[Stored data entries]
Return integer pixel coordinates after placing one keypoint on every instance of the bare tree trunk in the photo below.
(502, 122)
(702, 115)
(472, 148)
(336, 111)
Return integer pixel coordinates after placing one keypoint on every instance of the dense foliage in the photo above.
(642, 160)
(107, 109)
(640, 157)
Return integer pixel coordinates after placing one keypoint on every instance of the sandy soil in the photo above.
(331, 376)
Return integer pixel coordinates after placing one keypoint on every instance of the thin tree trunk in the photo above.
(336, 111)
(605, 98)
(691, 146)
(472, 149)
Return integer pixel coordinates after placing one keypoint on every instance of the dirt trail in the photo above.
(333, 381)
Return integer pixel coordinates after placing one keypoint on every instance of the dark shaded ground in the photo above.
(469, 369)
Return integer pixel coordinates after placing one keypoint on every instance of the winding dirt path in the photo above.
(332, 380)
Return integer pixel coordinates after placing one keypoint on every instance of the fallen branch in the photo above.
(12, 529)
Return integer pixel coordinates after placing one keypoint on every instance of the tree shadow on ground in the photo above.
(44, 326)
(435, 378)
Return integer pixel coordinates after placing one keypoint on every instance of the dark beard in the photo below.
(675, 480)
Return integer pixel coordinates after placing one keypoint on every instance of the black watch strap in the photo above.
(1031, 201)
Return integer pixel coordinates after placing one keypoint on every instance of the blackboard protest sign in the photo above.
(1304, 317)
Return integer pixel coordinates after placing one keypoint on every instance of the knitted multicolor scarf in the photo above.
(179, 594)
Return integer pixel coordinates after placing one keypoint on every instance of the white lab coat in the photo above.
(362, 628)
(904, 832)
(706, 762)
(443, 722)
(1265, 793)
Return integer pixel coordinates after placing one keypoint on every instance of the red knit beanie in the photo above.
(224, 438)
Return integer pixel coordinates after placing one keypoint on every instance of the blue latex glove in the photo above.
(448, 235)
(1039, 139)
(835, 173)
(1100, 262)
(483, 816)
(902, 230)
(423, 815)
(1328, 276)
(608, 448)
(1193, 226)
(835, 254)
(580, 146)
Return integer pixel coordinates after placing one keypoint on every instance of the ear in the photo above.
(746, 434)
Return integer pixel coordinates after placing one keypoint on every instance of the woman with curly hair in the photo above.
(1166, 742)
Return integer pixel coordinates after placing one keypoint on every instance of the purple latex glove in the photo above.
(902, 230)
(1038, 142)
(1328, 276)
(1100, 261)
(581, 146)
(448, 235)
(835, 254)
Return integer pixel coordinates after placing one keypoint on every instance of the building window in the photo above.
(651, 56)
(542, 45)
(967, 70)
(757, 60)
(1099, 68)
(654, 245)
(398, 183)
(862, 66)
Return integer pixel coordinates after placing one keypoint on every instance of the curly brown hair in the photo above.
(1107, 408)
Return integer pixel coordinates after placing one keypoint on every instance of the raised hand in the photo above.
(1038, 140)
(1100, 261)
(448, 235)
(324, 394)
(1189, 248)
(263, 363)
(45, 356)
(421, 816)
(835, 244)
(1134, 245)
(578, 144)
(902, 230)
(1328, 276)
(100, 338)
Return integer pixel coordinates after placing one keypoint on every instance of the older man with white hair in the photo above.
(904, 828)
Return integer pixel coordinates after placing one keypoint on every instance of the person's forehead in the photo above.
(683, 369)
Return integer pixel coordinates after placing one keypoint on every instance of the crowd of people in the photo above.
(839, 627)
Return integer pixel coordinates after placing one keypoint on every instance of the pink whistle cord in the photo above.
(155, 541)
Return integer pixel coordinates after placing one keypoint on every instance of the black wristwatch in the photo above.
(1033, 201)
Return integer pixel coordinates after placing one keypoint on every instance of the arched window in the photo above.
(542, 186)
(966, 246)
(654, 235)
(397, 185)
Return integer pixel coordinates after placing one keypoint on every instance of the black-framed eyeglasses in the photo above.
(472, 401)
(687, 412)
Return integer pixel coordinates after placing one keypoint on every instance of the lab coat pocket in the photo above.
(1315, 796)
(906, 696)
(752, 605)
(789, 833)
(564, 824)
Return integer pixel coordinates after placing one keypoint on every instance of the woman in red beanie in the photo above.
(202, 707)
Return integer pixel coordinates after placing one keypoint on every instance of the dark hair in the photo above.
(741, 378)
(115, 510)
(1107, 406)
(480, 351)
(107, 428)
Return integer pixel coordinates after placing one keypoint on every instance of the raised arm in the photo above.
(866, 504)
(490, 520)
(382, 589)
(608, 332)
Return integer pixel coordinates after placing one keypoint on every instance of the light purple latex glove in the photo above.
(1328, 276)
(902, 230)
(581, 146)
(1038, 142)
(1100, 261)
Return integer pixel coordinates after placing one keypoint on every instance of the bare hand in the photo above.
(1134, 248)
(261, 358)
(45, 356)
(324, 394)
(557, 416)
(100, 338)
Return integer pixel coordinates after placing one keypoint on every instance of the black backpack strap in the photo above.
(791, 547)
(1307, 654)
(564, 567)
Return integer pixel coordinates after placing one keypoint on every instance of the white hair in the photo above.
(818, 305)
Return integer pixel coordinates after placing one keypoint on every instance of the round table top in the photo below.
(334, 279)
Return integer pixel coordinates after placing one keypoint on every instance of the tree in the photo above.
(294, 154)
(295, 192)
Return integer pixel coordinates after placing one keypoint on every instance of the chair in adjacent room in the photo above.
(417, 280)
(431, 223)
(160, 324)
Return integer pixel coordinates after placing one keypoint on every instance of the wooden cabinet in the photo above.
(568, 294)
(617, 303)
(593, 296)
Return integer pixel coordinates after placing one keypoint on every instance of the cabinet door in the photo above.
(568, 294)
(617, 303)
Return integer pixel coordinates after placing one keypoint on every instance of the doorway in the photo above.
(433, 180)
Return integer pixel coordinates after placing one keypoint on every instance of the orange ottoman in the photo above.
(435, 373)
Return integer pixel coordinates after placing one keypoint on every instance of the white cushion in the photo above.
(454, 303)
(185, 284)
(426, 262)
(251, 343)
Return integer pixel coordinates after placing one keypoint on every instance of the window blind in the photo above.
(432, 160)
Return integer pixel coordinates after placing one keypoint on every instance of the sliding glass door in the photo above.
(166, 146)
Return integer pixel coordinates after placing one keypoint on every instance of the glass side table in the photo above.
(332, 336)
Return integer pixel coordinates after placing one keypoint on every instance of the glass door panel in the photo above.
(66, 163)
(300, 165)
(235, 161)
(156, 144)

- [REQUIREMENT]:
Make a word-for-word copy of the records.

- [RESPONSE AREA]:
Return integer pixel coordinates after placing one keypoint on every instance of the bare tree trunk in the photo below.
(502, 122)
(702, 115)
(472, 148)
(336, 111)
Return integer pixel coordinates after placing one keypoint on every instance of the dense foliage in the photo above.
(642, 160)
(107, 109)
(640, 157)
Return integer pixel coordinates after placing one keypoint on every instance of the sandy soil in the photo above.
(331, 376)
Return integer pixel coordinates after placing one keypoint on every instance of the thin tree trunk in the photo above.
(336, 111)
(605, 98)
(691, 146)
(472, 149)
Return integer pixel coordinates after placing one keypoint on every instance of the dirt trail in the photo above.
(333, 381)
Return integer pixel coordinates after placing one keypoint on every instance of the dark shaded ground in the photo above.
(469, 369)
Return integer pixel coordinates after placing one keypoint on every instance of the winding dirt path in the photo above.
(332, 380)
Return integer pixel coordinates after placing one keypoint on every instance of the fallen branch in the photo above.
(12, 529)
Return integer pixel coordinates after placing one keypoint on every instance of the tree shadow on ground in the photo above.
(44, 326)
(435, 378)
Return integer pixel coordinates after placing one keypoint on every instance of the dark beard in the photo below.
(675, 480)
Return integer pixel coordinates after placing one keypoint on every instance of the black watch strap in the photo above.
(1031, 201)
Return integer pixel coordinates after placing one keypoint on every instance of the blackboard protest sign in the photo above.
(1304, 317)
Return integer pixel coordinates after placing one keypoint on every instance of the knitted multicolor scarf in the photo above.
(179, 594)
Return integer pixel coordinates after placing one keypoint on every instance of the white lab coat in the photo above.
(362, 628)
(904, 832)
(706, 762)
(443, 722)
(1265, 793)
Return integer pixel coordinates after placing one keypoint on every instance of the red knit beanie in the photo above.
(224, 438)
Return integer pixel coordinates after placing one keypoint on every instance of the blue latex glove in the photo above.
(448, 235)
(1039, 139)
(835, 173)
(1100, 262)
(483, 816)
(902, 230)
(423, 815)
(1328, 276)
(608, 448)
(1193, 226)
(835, 254)
(580, 146)
Return integer pixel coordinates after placing one keypoint on every instance of the ear in the photo above.
(746, 434)
Return integer pixel coordinates after placing one keypoint on every instance of the woman with curly hair in the photo above.
(1166, 742)
Return integer pixel coordinates after placing one keypoint on every instance of the purple latex glove in the photo above.
(902, 230)
(1038, 142)
(1328, 276)
(1100, 261)
(581, 146)
(448, 235)
(835, 254)
Return integer pixel coordinates after placing one keypoint on every instance of the building window in the photo above.
(651, 56)
(542, 45)
(967, 70)
(757, 60)
(1099, 68)
(654, 245)
(398, 183)
(862, 66)
Return integer pixel coordinates after placing one keypoint on every instance of the curly brown hair in the photo above.
(1107, 408)
Return integer pixel coordinates after placing one keypoint on every instance of the raised hand in the photo above.
(1038, 140)
(1100, 261)
(448, 235)
(324, 394)
(1189, 248)
(263, 363)
(45, 356)
(421, 816)
(835, 244)
(1134, 245)
(578, 144)
(902, 230)
(1328, 276)
(100, 338)
Return integer pixel coordinates after placing one keypoint on every instance of the older man with white hair in the photo above.
(904, 828)
Return integer pixel coordinates after placing one keypoint on every instance of the person's forehead in the photo above.
(683, 369)
Return integer pixel coordinates after placing one keypoint on every instance of the crowd of people in the photo above.
(839, 627)
Return integer pixel coordinates after placing one keypoint on every instance of the pink whistle cord in the photo above.
(155, 541)
Return integer pixel coordinates after placing one keypoint on every instance of the black wristwatch in the photo above.
(1033, 201)
Return integer pixel coordinates after placing one keypoint on every instance of the arched window in the photo above.
(542, 186)
(966, 246)
(654, 235)
(397, 185)
Return integer pixel coordinates after placing one keypoint on every instance of the black-framed eyeglasses in the photo above.
(472, 401)
(687, 412)
Return integer pixel coordinates after placing one keypoint on every instance of the lab coat pocket in the photo above.
(1315, 796)
(906, 696)
(752, 605)
(789, 833)
(564, 824)
Return integer pixel coordinates after placing one keypoint on every instance of the woman in red beanie in the photo above.
(202, 707)
Return integer pixel coordinates after placing one keypoint on every instance of the dark hair in the photo above.
(741, 378)
(115, 510)
(1107, 406)
(480, 351)
(107, 428)
Return integer pixel coordinates after placing one keypoint on every instance of the raised arm in the photo above.
(866, 504)
(490, 520)
(382, 589)
(608, 332)
Return integer pixel coordinates after placing one keypoint on every instance of the light purple latex glove in the photo above.
(1328, 276)
(902, 230)
(581, 146)
(1038, 142)
(1100, 261)
Return integer pixel coordinates after placing one keypoint on every instance of the bare hand in the photo above.
(1134, 248)
(261, 358)
(45, 356)
(324, 394)
(557, 416)
(100, 338)
Return integer pixel coordinates after placing one keypoint on every instance of the black backpack strap in the photo above.
(791, 547)
(1307, 654)
(564, 567)
Return integer pixel coordinates after placing one keypoint on every instance of the white hair in the photo above.
(818, 305)
Return integer pixel coordinates after placing one keypoint on every instance of the round table top in the photo below.
(334, 279)
Return integer pixel coordinates after placing one keypoint on every instance of the tree in the photo above.
(294, 154)
(295, 192)
Return integer pixel coordinates after placing one keypoint on every instance of the chair in adjacent room in the photo above.
(417, 280)
(431, 223)
(160, 324)
Return integer pixel coordinates after placing one keypoint on every instance of the wooden cabinet in the photo above.
(568, 294)
(617, 303)
(593, 296)
Return integer pixel coordinates after placing one keypoint on every instance of the cabinet door in the photo above.
(568, 294)
(617, 303)
Return integer pixel coordinates after placing one keypoint on every instance of the doorway in the photo above.
(433, 180)
Return integer pixel coordinates after placing one keypoint on every instance of the orange ottoman in the photo above.
(435, 373)
Return integer pixel coordinates after placing one keypoint on every instance of the white cushion in the photo above.
(454, 303)
(185, 284)
(426, 262)
(251, 343)
Return integer pixel coordinates after placing one keypoint on every instance of the window blind in the photo above.
(432, 160)
Return integer pixel coordinates after placing one keypoint on every instance of the sliding glass door in the photo above.
(166, 146)
Return integer pixel coordinates after placing one keypoint on every instance of the glass side table in the photo above.
(332, 336)
Return integer pixel coordinates after placing one keypoint on every instance of the glass door panel in the photo above.
(66, 163)
(300, 165)
(235, 161)
(156, 144)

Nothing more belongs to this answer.